**Data to process**
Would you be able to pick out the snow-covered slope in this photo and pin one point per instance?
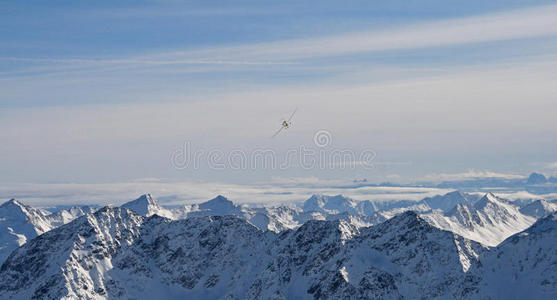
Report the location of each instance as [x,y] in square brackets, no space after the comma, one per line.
[147,206]
[539,208]
[330,204]
[18,224]
[449,201]
[65,216]
[71,260]
[115,253]
[489,221]
[523,266]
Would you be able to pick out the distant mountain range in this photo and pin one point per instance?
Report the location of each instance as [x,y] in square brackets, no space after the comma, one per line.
[456,245]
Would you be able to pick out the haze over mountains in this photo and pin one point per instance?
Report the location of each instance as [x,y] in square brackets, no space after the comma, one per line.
[332,246]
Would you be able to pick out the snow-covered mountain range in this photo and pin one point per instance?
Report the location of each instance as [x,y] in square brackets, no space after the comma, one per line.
[331,247]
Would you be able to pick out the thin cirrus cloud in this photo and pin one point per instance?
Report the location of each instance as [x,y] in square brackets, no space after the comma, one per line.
[519,24]
[533,22]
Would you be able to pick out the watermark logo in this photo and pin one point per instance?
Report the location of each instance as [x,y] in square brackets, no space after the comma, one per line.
[320,155]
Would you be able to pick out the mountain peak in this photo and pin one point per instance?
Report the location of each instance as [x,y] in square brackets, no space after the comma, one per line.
[12,202]
[145,205]
[539,208]
[487,199]
[329,204]
[536,178]
[219,205]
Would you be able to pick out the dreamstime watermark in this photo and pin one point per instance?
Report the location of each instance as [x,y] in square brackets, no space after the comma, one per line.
[322,155]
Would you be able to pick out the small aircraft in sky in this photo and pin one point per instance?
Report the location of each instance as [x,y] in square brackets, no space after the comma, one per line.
[285,123]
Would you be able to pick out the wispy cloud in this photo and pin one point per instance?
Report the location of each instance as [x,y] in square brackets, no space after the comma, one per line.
[510,25]
[278,192]
[469,175]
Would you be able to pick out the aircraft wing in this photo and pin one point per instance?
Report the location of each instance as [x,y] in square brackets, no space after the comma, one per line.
[292,115]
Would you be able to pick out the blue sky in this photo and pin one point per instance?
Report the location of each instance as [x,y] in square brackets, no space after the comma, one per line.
[105,91]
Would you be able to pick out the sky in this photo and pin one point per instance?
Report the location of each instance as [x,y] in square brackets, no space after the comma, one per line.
[115,91]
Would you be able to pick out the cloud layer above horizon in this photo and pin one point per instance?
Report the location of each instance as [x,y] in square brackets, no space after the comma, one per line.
[106,93]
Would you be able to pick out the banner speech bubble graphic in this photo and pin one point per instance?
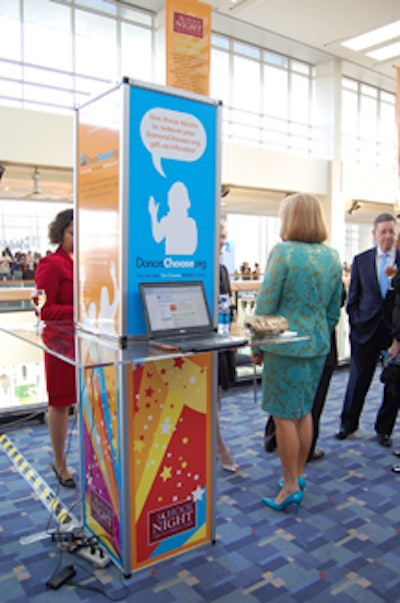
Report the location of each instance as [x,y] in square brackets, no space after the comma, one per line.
[168,134]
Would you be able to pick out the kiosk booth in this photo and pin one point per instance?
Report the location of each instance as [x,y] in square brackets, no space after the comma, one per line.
[147,210]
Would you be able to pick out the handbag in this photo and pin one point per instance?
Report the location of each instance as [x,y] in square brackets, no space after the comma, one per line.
[266,325]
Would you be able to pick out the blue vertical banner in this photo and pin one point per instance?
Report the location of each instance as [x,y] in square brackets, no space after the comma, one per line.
[172,164]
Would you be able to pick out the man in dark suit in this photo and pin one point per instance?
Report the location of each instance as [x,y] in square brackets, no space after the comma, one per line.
[370,307]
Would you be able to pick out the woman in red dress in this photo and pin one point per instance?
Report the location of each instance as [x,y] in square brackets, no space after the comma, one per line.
[54,274]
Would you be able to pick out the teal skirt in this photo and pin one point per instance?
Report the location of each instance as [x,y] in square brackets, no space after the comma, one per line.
[289,385]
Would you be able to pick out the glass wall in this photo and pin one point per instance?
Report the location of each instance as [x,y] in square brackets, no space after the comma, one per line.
[267,98]
[56,54]
[368,125]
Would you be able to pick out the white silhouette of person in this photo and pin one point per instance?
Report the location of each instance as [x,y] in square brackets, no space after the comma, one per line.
[177,228]
[104,320]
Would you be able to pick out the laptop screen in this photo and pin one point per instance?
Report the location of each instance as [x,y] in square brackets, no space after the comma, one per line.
[172,308]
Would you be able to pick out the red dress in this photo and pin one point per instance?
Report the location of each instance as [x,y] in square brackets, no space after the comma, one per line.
[55,274]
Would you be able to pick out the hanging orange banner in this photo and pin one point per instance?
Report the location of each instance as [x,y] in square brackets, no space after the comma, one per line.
[188,37]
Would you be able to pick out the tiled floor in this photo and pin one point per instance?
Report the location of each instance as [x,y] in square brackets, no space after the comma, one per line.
[343,546]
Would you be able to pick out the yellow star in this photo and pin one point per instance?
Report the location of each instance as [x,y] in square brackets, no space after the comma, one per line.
[166,473]
[138,445]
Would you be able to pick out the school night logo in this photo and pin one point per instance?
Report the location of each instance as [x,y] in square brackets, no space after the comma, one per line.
[171,520]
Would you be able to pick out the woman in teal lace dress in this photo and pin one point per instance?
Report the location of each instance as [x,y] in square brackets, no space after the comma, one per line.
[303,283]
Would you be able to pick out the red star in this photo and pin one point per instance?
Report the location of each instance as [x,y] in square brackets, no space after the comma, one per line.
[179,362]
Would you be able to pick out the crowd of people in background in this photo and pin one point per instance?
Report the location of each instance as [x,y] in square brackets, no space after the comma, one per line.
[19,265]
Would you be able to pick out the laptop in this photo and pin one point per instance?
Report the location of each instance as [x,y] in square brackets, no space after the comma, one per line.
[177,318]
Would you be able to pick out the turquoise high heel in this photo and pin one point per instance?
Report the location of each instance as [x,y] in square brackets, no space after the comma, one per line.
[295,498]
[300,480]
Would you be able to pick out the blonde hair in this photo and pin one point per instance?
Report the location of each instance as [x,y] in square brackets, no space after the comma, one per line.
[302,219]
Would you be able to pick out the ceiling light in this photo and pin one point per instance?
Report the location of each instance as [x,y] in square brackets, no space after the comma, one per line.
[386,52]
[374,37]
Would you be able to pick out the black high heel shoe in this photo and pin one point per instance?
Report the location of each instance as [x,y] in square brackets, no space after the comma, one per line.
[67,483]
[294,498]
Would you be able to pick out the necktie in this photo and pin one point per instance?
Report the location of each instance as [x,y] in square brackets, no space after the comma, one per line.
[383,279]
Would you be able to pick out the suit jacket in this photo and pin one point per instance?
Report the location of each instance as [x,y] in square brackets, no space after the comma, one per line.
[302,282]
[54,273]
[366,309]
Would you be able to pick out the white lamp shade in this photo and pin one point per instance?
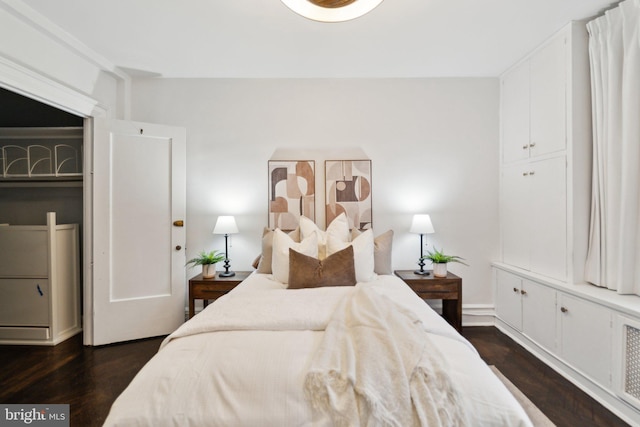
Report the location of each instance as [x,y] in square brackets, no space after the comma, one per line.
[226,224]
[421,224]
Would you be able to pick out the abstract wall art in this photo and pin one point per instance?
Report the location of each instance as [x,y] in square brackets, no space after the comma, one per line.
[348,190]
[291,192]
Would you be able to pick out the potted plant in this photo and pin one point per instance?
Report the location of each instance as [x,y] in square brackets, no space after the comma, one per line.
[208,262]
[440,260]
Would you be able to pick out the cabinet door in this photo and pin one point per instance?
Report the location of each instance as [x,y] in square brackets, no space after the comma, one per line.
[539,314]
[548,98]
[24,302]
[586,337]
[548,210]
[515,114]
[515,215]
[508,299]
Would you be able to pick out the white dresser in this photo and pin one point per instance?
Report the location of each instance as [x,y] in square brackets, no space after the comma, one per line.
[39,283]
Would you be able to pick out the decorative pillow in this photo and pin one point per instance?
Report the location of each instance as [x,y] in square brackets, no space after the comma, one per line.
[280,255]
[308,272]
[264,265]
[362,254]
[338,229]
[382,250]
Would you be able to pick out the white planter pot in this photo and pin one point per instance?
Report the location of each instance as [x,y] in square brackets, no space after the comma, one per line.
[440,270]
[208,271]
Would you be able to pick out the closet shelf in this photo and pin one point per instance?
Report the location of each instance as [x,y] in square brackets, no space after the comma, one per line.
[41,153]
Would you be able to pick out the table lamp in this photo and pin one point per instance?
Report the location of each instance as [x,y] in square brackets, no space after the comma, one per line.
[421,224]
[226,224]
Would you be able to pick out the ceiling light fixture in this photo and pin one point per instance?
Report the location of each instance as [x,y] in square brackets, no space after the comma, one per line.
[331,10]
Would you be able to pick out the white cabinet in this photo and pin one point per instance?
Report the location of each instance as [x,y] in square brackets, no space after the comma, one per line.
[528,307]
[534,105]
[515,113]
[548,96]
[39,283]
[590,335]
[586,337]
[533,216]
[546,145]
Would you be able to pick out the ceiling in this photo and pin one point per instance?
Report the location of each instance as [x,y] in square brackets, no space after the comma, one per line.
[265,39]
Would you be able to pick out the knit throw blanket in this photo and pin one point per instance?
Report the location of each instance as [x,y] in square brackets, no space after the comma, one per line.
[377,367]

**The exercise**
Give again, word for word, every line from the one holding "Would you be able to pick out the ceiling in" to the end of the data.

**Task result**
Would you be able to pick out the ceiling in this photo and pin one point per instance?
Report the location of each instance as [x,y] in square brackets, no space after the comma, one per line.
[265,39]
Would you be able to pick out the knit throw blanket in this photo and pin one point per instance?
Report the location of each instance as [x,y] in square brackets, no space after the comma, one per line.
[377,367]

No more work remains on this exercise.